■ **Your task**
Which lines in the entries below contain the string "logo" (matching case)? Pick out each one and copy it in full.

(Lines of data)
━━━━

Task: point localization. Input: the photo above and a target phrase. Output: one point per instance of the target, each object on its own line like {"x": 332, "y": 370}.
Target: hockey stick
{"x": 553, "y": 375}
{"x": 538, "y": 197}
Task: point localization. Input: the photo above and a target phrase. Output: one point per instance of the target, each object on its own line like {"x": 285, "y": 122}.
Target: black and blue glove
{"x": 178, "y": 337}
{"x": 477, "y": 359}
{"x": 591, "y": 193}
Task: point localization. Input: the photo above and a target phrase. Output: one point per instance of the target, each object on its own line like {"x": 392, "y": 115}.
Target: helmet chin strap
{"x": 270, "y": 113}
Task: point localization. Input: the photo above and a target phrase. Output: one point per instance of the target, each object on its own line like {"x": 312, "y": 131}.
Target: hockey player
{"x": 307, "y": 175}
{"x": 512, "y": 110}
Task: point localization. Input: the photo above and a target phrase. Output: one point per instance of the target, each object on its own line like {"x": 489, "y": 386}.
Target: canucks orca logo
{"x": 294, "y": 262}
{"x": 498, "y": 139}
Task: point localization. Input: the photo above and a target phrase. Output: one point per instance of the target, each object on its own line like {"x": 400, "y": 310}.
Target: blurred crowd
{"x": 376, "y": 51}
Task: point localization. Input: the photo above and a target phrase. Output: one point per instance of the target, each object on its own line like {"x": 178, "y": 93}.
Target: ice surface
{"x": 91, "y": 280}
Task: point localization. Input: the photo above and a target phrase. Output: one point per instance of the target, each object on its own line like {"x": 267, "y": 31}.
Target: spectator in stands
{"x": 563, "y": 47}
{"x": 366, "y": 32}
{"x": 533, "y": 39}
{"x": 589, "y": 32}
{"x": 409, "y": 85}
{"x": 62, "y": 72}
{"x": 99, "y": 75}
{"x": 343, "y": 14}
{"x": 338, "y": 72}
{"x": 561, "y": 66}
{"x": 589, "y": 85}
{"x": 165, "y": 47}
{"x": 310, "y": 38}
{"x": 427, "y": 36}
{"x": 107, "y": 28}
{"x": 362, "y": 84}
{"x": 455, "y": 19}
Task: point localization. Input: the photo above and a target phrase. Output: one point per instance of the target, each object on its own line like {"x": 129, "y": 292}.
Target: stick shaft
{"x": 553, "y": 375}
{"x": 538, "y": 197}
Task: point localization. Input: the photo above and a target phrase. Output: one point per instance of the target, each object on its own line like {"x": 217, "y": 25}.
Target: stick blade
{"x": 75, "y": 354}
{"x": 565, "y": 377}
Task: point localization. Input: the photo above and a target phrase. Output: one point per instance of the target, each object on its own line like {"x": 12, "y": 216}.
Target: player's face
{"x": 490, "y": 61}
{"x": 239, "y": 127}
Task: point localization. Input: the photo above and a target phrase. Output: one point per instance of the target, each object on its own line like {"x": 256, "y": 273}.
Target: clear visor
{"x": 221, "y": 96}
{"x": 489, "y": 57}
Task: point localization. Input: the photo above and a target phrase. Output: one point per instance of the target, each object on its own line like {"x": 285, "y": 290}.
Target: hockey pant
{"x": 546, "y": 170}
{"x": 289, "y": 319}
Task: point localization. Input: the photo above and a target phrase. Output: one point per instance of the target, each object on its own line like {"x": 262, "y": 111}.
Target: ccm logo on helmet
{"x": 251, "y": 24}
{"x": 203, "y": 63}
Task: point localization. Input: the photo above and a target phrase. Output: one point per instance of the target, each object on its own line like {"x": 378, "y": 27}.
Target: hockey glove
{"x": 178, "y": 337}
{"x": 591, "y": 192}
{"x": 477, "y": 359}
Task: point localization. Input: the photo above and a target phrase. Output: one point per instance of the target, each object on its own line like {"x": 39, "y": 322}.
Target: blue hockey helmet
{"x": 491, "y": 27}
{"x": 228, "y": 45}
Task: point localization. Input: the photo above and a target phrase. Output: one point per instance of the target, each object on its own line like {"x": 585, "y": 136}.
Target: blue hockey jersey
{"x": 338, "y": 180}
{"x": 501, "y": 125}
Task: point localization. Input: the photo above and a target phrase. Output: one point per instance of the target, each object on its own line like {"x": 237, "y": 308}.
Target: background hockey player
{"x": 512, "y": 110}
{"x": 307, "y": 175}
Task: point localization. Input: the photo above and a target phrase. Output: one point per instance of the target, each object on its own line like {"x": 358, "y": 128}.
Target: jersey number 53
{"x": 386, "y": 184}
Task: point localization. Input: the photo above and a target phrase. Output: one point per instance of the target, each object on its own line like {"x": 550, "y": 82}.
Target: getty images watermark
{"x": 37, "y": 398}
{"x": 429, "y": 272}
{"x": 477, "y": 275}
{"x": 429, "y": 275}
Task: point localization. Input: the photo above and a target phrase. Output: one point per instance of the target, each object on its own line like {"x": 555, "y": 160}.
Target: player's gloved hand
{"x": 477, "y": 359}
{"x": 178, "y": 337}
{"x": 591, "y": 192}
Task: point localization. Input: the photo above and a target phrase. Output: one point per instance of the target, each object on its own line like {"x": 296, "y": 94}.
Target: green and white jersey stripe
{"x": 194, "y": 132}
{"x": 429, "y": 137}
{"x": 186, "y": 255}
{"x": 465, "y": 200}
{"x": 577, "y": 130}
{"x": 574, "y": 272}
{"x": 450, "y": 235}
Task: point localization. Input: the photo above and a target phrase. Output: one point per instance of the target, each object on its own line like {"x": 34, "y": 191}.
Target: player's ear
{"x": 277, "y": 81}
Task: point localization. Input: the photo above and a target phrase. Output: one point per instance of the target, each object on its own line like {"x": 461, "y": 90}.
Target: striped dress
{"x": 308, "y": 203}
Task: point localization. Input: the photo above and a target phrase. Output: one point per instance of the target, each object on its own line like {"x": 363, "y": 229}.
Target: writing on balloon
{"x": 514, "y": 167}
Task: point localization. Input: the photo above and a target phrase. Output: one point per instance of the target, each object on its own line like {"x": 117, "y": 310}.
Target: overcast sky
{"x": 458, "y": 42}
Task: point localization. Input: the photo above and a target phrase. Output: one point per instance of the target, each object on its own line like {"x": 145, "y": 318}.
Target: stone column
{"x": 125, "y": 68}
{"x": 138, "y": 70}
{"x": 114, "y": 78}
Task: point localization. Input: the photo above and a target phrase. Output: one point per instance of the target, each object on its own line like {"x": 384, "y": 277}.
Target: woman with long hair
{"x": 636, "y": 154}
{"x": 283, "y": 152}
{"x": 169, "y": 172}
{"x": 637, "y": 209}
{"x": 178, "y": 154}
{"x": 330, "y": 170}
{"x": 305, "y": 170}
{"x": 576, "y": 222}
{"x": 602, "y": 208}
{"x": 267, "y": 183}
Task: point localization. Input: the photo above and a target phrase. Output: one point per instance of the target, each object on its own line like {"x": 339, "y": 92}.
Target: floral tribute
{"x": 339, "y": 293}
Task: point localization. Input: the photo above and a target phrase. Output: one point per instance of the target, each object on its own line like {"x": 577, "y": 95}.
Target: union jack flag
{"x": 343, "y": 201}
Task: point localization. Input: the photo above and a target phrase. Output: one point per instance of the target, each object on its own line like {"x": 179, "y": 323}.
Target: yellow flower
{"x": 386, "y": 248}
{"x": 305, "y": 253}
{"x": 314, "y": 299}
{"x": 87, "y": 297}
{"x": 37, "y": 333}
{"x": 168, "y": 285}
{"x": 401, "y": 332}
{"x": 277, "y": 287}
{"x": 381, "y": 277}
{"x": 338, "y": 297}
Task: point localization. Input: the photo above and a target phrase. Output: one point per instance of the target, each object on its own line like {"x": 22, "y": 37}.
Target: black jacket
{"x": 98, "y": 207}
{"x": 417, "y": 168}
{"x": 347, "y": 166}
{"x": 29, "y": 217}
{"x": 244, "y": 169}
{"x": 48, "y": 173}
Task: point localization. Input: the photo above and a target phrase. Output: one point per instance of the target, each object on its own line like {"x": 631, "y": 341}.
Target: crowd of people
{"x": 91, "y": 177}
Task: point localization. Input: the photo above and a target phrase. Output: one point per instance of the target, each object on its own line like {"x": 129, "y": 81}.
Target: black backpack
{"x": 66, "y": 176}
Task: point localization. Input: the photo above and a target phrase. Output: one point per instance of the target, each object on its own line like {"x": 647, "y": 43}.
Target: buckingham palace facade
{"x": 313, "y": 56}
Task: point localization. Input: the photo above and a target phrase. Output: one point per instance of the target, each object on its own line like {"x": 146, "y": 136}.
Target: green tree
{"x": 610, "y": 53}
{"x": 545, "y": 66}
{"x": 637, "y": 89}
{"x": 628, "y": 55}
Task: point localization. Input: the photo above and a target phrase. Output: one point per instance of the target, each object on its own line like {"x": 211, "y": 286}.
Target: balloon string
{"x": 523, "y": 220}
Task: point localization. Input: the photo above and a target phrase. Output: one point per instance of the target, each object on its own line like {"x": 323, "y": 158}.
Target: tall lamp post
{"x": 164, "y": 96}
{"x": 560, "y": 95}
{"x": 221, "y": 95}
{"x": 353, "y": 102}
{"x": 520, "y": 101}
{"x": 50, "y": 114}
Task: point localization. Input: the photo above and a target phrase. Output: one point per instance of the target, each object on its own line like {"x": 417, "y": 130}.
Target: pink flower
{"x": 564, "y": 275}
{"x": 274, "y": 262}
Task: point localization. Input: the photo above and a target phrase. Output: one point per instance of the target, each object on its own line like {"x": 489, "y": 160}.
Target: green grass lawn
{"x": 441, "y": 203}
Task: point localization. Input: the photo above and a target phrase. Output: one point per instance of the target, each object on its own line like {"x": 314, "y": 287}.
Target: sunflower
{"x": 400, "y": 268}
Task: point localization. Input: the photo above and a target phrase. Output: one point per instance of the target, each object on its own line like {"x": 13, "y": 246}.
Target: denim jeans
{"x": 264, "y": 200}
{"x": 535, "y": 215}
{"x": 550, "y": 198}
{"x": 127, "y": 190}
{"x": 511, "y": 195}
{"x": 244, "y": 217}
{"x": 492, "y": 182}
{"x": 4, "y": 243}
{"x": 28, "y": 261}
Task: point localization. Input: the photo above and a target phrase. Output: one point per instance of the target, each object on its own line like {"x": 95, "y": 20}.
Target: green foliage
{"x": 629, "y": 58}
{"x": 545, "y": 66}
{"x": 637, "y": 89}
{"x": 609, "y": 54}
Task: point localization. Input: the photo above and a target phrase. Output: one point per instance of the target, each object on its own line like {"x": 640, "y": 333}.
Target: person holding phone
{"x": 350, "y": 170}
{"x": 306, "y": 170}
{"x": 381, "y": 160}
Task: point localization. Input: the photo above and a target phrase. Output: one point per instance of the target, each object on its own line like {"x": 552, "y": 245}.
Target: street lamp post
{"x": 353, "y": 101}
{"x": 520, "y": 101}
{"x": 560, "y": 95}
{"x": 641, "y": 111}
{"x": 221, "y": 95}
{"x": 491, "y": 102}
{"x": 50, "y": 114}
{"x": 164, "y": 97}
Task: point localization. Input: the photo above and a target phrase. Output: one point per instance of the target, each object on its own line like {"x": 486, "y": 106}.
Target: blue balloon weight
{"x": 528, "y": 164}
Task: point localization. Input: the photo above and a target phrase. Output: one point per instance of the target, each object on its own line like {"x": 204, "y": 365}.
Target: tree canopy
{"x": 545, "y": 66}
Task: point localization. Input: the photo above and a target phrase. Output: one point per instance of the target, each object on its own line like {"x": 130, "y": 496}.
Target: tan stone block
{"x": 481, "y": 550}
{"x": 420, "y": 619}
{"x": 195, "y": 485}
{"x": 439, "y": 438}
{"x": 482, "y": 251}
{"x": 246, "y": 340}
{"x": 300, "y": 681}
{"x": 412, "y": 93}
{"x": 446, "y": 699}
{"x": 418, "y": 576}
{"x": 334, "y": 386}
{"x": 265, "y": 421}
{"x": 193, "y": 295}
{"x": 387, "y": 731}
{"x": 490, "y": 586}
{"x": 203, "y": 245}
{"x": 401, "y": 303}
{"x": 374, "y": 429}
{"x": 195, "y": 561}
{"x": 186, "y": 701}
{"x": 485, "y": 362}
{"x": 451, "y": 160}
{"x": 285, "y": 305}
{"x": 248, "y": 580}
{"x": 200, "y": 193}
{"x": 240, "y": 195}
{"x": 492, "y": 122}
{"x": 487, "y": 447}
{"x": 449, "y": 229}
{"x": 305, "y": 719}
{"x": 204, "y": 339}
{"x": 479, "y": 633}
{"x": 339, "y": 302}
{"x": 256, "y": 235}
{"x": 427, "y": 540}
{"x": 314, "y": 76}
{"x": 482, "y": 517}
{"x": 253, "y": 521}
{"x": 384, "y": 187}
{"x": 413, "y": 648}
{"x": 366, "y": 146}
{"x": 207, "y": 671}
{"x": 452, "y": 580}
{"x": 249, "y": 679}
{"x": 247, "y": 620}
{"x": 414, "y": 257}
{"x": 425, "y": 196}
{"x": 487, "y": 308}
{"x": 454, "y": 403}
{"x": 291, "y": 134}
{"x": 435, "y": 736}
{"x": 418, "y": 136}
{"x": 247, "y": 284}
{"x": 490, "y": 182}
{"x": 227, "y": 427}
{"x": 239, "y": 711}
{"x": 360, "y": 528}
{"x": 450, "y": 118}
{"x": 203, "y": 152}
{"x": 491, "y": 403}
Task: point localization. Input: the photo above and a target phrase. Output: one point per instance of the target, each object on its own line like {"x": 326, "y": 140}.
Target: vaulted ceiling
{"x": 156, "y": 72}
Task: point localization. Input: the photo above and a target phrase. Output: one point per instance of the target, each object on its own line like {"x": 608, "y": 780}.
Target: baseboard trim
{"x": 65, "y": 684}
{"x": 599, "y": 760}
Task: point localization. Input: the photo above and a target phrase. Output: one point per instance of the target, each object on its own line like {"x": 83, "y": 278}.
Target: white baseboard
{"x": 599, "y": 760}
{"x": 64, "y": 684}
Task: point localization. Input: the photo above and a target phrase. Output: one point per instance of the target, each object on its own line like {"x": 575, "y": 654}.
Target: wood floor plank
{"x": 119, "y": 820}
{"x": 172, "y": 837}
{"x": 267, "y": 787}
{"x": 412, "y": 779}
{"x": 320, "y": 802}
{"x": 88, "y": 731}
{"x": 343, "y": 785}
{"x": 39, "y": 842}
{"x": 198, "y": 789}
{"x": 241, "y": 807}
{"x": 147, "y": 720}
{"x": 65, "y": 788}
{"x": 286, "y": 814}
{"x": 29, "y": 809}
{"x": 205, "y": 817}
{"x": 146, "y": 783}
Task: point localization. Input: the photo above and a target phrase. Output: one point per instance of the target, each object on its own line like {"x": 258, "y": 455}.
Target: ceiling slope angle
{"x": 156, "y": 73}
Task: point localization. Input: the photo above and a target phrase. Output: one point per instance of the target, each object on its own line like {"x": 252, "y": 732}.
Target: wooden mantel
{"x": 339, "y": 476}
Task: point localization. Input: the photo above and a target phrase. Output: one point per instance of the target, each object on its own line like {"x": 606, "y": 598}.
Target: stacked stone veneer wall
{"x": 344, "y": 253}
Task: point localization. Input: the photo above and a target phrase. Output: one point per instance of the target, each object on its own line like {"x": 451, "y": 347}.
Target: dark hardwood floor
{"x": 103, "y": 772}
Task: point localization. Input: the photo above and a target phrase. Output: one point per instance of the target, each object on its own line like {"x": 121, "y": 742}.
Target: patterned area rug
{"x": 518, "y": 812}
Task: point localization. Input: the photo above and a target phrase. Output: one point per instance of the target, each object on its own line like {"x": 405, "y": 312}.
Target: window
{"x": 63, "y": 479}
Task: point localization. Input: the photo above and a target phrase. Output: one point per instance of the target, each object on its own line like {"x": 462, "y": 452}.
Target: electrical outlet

━━━━

■ **Exercise output**
Target: canucks orca logo
Target: ccm logo on helmet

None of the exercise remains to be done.